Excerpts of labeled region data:
>>>>>

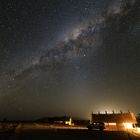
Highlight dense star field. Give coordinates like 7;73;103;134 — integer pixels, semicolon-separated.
0;0;140;119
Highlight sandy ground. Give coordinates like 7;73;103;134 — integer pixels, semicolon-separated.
0;124;140;140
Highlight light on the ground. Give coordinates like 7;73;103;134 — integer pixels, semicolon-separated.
124;123;133;129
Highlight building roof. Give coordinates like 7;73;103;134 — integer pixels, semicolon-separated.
92;113;136;123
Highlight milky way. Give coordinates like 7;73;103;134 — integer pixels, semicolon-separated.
0;0;140;119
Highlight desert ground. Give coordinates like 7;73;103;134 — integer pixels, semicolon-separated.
0;123;140;140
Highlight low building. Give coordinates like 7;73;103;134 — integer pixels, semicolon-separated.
91;112;137;130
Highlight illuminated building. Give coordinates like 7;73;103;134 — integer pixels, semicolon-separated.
91;112;137;130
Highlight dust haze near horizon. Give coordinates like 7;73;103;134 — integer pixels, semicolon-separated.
0;0;140;120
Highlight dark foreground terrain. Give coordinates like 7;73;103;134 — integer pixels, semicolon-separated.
0;124;140;140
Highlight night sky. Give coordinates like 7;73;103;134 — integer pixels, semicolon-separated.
0;0;140;120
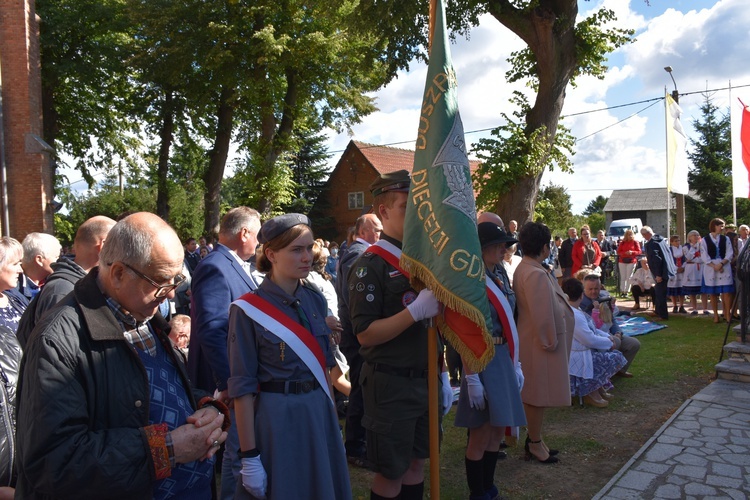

<<<<<

■ What the task asks: Substitute "Mark" for "Highlight" throughout the rows above, changing nothing else, and leave the pictures out of your output.

■ Task solution:
Mark dense star field. Give coordinates like 7;73;103;134 — integer pixels, semicolon-separated.
0;0;140;119
Mark sandy ground. Give coordinates like 7;73;103;134 — integer pixels, semicolon-separated.
0;124;140;140
Mark light on the ground. Give coordinates like 7;73;103;134 — integer pixels, semicolon-separated.
124;123;133;129
Mark building roof. Give coordinates like 7;73;103;134 — integer pixels, semicolon-separated.
92;113;136;123
Mark milky way. Give coordinates like 7;73;103;134 — integer pixels, semicolon-separated.
0;0;140;119
Mark desert ground. Give coordinates like 7;73;103;134 — integer pixels, semicolon-separated.
0;123;140;140
Mark low building. Give coordinates like 7;73;103;134 — integer pixels, semicolon-separated.
91;112;137;130
Mark illuminated building. Give coordinates like 7;73;103;134 — integer pixels, semicolon-separated.
91;112;137;130
Mark dust haze near horizon. Give coordinates like 7;73;103;134 — integer pixels, semicolon-separated.
0;0;140;120
Mark dark foreground terrain. Give coordinates like 7;73;103;134 — integer pixels, semicolon-separated.
0;124;140;140
Mark night sky. Give coordinates like 7;73;103;134 — integer pixels, semicolon-separated.
0;0;140;120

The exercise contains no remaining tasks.